— start of Record set —

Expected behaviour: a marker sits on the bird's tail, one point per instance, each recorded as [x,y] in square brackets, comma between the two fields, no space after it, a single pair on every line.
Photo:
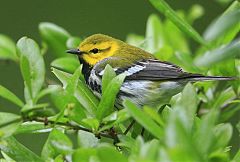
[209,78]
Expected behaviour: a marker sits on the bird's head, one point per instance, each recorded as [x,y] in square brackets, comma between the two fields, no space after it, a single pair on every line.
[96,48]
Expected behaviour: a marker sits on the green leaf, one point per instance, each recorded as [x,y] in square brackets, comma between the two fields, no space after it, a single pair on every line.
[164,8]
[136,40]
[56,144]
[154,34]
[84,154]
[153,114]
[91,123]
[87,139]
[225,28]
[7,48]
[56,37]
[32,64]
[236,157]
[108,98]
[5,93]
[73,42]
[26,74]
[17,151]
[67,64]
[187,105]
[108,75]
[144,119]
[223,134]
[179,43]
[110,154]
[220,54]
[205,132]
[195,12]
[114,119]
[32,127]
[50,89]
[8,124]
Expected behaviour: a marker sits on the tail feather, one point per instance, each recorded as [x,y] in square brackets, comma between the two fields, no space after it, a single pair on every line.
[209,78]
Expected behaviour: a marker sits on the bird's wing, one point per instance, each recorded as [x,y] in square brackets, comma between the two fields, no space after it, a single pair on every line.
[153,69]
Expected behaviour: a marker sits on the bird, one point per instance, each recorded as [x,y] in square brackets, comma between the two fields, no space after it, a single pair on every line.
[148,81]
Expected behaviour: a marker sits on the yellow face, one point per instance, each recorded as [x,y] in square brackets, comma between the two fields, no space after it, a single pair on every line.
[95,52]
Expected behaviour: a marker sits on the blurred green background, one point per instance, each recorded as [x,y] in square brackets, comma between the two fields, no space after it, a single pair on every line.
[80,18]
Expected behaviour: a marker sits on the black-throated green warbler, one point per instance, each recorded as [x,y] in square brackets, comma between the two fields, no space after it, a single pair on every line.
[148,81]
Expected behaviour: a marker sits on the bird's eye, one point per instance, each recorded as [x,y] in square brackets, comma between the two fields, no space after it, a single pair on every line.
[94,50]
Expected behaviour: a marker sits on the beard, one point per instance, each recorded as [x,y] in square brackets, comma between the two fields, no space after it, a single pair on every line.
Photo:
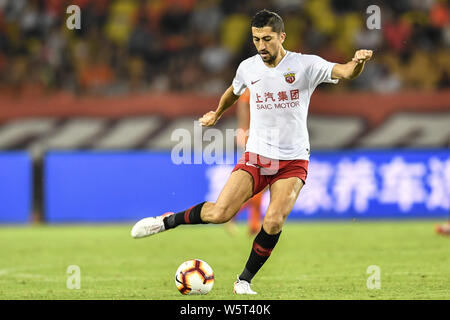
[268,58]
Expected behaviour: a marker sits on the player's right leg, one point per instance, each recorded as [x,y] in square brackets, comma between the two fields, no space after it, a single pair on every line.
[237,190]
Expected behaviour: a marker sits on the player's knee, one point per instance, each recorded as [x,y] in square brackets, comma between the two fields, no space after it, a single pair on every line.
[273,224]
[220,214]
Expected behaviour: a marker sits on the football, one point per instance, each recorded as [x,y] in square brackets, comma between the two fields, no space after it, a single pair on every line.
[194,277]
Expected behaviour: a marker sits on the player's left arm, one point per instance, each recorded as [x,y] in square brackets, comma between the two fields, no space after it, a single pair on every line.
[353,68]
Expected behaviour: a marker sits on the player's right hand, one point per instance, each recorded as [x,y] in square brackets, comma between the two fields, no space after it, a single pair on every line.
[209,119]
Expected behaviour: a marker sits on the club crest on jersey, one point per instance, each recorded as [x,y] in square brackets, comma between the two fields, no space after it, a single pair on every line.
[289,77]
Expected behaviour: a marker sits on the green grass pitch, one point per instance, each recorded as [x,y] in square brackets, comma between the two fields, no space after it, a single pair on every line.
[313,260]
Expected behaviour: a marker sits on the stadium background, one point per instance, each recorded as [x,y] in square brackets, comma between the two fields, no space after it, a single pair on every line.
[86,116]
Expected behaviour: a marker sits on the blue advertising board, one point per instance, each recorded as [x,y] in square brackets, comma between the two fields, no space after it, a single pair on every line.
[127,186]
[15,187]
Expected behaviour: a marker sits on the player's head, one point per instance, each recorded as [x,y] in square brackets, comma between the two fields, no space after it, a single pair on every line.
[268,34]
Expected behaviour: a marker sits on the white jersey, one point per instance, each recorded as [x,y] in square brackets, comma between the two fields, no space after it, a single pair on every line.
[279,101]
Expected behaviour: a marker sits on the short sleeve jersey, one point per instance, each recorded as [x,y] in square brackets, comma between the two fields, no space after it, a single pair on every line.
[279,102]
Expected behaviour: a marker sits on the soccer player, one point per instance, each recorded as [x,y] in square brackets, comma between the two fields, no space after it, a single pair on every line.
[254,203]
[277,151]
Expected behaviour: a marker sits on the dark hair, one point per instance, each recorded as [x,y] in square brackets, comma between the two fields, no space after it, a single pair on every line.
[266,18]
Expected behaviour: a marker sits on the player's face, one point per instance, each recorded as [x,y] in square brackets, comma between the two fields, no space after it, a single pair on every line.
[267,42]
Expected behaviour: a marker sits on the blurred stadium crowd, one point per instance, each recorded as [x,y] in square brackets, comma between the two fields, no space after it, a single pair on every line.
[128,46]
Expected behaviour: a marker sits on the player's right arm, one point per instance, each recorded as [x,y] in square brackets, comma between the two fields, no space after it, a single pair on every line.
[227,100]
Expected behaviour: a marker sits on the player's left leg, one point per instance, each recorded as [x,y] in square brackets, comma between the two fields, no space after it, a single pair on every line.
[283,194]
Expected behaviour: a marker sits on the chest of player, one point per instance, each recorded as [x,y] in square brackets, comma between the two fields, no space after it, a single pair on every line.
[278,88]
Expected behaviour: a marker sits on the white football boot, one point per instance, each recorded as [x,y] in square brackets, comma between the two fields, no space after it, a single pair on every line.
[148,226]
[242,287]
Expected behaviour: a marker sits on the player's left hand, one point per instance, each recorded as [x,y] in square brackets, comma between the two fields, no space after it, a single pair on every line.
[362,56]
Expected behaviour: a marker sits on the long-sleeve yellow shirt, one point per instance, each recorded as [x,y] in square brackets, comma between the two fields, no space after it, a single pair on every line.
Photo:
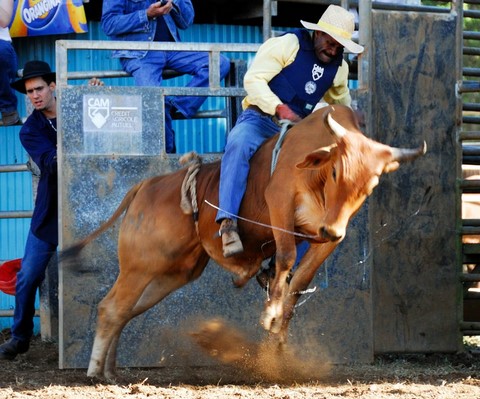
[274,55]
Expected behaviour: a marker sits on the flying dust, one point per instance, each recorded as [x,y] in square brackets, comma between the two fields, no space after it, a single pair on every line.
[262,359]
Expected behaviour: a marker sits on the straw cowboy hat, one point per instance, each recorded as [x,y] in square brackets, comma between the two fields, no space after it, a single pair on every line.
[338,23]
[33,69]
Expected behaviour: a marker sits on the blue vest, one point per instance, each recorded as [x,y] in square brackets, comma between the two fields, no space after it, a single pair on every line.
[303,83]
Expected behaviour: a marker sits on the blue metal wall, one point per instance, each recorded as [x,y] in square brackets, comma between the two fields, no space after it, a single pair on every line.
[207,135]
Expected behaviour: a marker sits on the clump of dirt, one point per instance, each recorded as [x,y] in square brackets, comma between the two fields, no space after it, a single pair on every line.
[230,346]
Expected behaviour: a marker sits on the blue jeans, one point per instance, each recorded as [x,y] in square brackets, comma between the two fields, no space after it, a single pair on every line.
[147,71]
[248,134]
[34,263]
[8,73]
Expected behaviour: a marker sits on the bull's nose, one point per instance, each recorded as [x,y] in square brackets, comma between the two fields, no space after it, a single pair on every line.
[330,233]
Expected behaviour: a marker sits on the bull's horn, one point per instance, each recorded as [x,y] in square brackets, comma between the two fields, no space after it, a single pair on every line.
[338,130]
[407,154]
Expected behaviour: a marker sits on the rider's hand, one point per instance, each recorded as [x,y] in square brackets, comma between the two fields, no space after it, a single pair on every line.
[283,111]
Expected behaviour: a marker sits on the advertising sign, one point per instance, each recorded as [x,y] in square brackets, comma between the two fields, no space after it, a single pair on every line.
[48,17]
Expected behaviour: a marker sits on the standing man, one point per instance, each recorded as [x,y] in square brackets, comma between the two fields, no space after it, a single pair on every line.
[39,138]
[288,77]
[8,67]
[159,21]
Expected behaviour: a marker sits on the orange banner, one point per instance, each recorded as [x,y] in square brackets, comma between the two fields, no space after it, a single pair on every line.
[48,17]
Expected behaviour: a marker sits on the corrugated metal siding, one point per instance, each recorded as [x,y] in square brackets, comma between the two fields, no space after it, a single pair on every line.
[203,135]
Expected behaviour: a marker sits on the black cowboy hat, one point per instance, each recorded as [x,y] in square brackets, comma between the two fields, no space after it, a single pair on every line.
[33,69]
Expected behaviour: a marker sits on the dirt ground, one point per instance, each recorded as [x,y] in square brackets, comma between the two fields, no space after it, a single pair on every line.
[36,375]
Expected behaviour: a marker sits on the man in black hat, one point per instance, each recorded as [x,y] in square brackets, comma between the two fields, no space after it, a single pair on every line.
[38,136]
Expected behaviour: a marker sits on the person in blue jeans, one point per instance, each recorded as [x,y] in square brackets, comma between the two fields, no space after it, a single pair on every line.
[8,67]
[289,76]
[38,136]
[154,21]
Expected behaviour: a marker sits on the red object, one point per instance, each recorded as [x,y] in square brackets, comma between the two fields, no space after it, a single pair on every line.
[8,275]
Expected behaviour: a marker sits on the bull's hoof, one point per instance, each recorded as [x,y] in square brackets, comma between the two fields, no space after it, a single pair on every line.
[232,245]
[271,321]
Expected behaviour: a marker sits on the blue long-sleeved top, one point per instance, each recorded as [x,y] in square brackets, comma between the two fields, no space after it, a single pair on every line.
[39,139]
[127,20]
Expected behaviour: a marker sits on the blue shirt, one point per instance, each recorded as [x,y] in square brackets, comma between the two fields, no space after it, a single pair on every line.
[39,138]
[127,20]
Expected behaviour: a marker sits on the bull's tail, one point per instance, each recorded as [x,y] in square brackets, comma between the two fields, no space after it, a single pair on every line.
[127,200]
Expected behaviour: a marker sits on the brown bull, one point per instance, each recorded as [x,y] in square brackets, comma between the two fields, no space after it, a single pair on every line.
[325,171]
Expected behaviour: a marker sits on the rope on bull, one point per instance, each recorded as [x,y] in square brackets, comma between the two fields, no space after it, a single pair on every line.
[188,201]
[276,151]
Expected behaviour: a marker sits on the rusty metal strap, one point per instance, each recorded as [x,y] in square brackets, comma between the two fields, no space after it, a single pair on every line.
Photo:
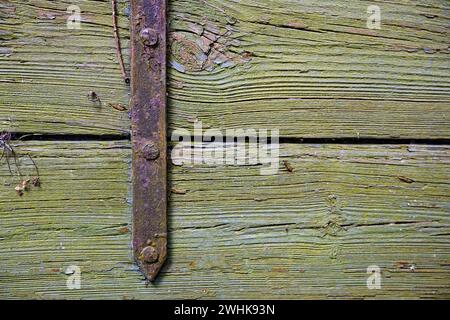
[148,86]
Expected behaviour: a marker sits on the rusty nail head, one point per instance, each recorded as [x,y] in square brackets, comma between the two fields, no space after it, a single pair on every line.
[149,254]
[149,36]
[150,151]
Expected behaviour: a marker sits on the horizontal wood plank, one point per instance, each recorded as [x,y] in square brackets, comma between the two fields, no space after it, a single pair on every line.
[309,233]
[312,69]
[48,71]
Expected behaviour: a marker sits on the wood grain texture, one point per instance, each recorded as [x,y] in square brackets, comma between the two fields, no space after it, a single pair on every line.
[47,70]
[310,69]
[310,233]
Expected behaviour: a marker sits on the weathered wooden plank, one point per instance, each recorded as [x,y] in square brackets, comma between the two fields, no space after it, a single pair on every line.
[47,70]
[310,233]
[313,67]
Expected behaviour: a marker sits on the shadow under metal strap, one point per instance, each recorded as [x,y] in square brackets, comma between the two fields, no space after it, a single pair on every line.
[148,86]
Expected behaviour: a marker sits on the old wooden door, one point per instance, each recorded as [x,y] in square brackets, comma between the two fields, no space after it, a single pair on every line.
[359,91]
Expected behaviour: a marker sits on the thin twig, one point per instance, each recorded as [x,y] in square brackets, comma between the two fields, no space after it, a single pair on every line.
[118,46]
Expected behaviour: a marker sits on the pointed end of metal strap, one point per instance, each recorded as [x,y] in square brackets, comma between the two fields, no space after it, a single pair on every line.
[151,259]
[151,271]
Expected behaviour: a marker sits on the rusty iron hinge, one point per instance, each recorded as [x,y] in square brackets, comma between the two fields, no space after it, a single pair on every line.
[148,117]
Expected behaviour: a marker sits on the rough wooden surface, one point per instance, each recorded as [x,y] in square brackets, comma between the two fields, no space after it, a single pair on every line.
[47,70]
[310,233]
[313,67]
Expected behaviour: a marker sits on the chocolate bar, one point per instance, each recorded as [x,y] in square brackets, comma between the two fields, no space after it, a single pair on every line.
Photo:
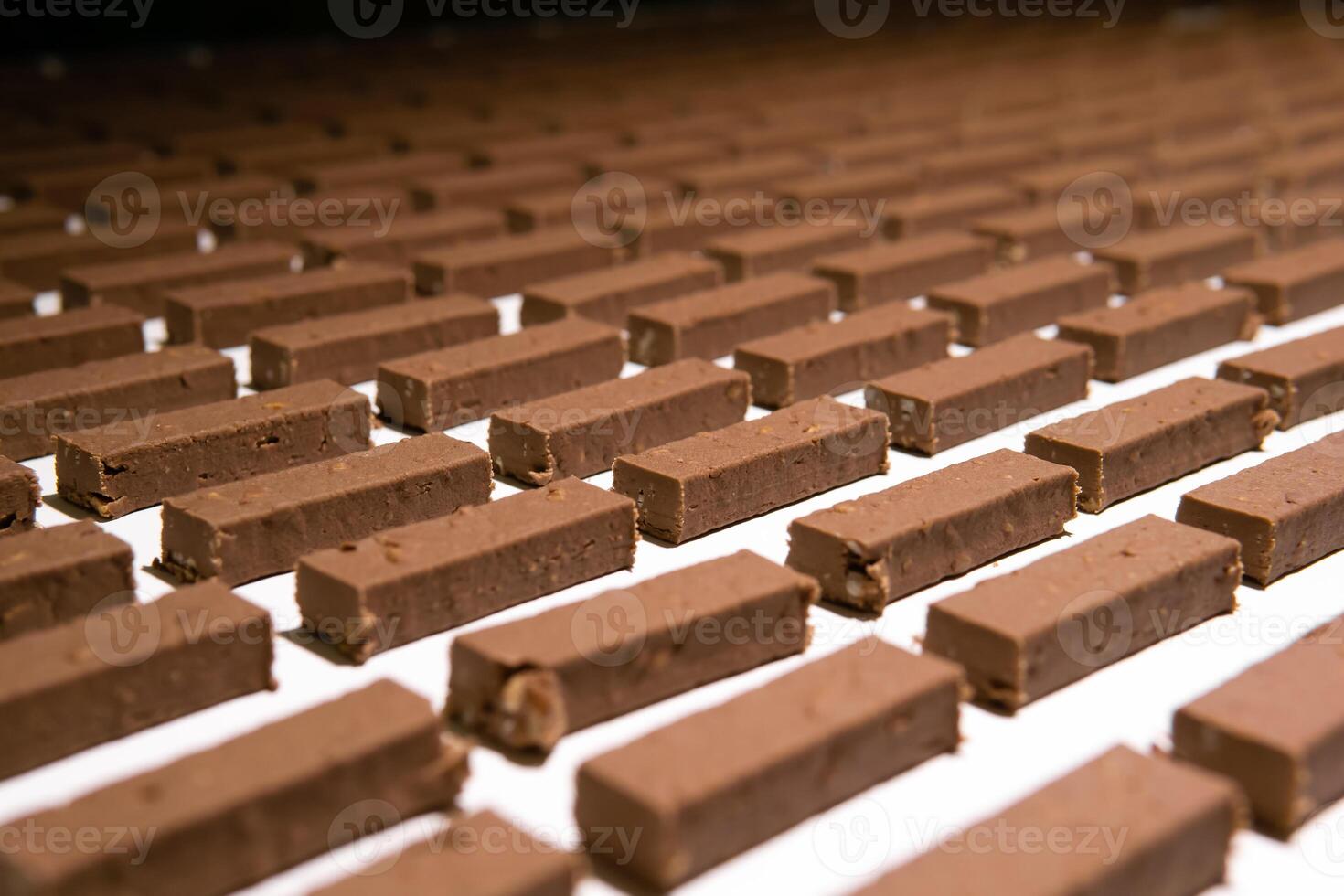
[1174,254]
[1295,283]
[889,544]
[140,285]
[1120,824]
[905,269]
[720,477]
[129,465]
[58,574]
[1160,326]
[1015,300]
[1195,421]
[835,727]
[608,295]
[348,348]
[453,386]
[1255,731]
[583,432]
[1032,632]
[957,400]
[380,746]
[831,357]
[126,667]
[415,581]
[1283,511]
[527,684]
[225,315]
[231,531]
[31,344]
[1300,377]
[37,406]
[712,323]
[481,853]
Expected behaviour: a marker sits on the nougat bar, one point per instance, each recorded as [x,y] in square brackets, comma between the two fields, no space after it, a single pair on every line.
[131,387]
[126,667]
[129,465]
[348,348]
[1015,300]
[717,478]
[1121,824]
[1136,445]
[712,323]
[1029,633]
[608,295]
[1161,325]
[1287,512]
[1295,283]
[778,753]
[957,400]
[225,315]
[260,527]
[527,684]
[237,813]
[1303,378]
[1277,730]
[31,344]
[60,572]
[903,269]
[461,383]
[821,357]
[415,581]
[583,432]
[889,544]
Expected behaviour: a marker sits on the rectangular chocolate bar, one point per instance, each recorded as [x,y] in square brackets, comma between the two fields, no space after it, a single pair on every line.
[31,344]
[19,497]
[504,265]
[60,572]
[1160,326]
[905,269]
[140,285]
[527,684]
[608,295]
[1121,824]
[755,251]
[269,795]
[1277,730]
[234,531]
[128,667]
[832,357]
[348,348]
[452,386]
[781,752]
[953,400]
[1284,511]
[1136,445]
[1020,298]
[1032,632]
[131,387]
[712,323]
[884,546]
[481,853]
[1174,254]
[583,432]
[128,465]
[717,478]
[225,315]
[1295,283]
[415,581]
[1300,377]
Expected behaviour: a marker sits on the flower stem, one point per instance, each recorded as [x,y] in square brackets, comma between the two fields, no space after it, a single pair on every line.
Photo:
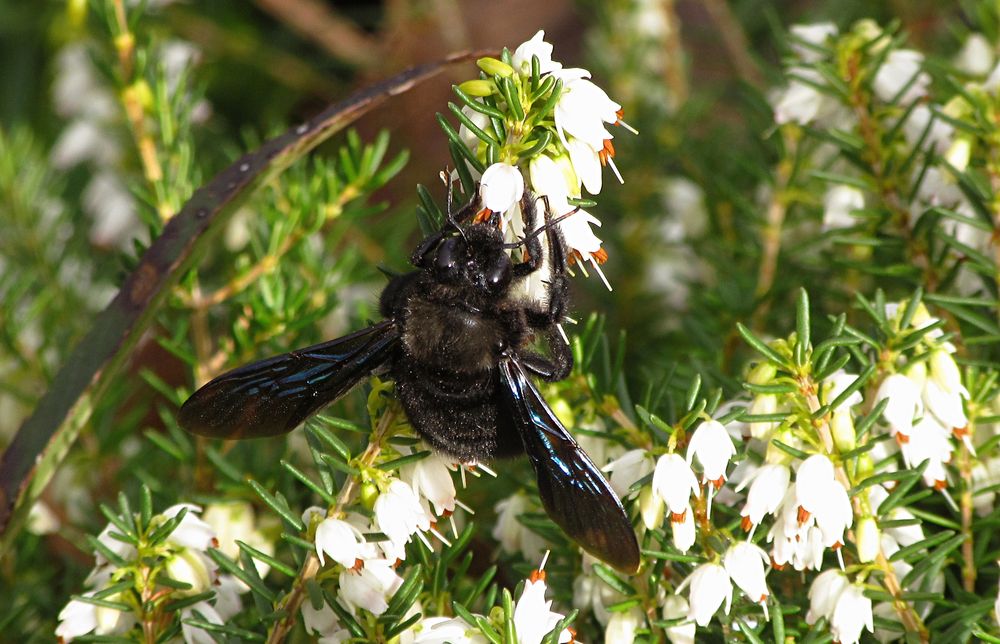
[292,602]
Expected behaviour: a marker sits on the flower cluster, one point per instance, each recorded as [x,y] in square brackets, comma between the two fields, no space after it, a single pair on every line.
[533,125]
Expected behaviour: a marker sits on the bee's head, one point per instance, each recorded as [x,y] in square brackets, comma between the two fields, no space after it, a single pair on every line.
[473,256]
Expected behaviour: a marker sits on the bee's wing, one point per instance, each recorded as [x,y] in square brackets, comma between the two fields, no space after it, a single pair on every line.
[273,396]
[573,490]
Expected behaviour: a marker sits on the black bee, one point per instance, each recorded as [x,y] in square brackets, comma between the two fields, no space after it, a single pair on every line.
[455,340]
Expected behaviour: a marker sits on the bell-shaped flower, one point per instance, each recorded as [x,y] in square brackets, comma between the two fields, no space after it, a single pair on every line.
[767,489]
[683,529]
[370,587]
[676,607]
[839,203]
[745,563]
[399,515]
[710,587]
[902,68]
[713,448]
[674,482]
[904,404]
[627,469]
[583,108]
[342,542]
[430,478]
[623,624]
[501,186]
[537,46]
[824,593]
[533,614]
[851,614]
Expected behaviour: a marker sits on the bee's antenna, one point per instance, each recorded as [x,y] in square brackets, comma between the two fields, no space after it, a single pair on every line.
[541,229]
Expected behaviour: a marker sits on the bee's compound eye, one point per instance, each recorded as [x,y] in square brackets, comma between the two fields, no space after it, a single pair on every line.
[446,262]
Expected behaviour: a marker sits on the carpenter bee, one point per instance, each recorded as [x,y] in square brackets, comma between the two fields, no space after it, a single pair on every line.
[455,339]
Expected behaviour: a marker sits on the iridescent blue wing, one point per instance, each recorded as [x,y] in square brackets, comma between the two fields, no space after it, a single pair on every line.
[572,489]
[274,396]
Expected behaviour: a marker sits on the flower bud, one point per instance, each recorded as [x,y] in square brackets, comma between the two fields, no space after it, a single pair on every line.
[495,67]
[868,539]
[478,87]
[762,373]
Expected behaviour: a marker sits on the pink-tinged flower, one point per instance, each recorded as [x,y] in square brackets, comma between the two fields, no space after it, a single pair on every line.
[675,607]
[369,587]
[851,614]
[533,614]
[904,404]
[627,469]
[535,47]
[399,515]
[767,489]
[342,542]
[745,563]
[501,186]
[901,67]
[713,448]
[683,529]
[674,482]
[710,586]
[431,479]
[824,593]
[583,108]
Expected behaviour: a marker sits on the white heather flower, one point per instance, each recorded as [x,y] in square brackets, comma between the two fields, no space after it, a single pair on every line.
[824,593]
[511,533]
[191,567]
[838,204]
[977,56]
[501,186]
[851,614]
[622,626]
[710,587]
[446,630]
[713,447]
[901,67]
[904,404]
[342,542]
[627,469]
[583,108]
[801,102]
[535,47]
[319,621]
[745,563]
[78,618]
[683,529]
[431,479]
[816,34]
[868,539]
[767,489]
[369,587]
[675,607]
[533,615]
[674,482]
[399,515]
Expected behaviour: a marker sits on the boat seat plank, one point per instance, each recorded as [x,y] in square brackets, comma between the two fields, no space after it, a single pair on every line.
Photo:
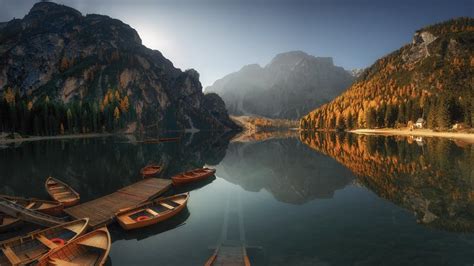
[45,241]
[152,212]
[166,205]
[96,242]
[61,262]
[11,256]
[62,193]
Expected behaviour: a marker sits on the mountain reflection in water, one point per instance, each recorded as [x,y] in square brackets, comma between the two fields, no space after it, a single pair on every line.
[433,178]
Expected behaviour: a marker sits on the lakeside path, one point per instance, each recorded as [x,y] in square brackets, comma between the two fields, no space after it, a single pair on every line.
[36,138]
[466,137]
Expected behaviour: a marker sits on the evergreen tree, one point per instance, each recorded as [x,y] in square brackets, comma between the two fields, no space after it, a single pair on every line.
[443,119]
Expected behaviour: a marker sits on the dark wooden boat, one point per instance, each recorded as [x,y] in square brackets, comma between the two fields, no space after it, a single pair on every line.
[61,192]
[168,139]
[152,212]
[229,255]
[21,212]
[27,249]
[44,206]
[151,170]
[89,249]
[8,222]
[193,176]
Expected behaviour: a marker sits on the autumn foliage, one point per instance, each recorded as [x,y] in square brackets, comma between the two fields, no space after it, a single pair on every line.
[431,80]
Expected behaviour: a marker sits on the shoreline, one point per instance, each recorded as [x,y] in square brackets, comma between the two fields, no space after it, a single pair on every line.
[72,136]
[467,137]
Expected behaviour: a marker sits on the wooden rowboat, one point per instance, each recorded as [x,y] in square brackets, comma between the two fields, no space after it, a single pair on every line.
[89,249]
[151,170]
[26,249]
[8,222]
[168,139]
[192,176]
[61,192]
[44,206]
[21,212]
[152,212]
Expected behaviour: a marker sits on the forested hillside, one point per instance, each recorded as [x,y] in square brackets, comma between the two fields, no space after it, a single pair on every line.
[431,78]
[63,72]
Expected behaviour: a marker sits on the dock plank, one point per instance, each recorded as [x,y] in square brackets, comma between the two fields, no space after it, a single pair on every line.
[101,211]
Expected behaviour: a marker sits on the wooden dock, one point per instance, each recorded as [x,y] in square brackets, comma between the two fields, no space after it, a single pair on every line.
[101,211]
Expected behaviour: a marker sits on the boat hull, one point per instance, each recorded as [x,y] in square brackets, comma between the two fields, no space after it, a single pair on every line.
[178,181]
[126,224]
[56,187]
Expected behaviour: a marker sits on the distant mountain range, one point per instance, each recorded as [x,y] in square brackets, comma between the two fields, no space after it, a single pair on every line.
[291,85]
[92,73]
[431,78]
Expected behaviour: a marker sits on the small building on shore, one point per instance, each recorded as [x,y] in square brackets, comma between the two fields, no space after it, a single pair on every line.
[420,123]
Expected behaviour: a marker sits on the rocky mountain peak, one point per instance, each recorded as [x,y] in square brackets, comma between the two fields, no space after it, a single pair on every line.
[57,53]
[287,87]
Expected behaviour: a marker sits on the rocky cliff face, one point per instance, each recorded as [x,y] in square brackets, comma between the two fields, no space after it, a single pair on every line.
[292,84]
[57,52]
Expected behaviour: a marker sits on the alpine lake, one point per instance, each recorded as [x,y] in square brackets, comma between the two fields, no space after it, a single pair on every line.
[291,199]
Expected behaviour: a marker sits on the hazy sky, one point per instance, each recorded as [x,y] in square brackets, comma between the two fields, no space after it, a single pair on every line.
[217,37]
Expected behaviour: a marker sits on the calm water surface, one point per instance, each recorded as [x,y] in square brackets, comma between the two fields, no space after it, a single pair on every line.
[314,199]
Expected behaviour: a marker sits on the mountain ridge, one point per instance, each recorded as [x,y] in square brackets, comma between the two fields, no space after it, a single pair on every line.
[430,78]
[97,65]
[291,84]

— end of Record set —

Could you quote, exactly as they appear, the line containing "Expected behaviour: a marker sits on the hazy" and every line after it to the end of the records above?

Expected behaviour: a marker sits on the hazy sky, one point per instance, each recorded as [x,y] in square brackets, comma between the two fields, no space after it, a single pair on every line.
[217,37]
Expected behaviour: a marker sits on the calm water surface, one point per instance, each recorded as [x,y] in square brackets, comma between the two fields, no space after it, a single pair on every line.
[314,199]
Expected behaviour: a marker sits on the mountain ridge, one point per instance, each recorded as [x,y] in square brackets, comma between the two fields, no space after it, a single pair on every line.
[430,78]
[97,65]
[291,84]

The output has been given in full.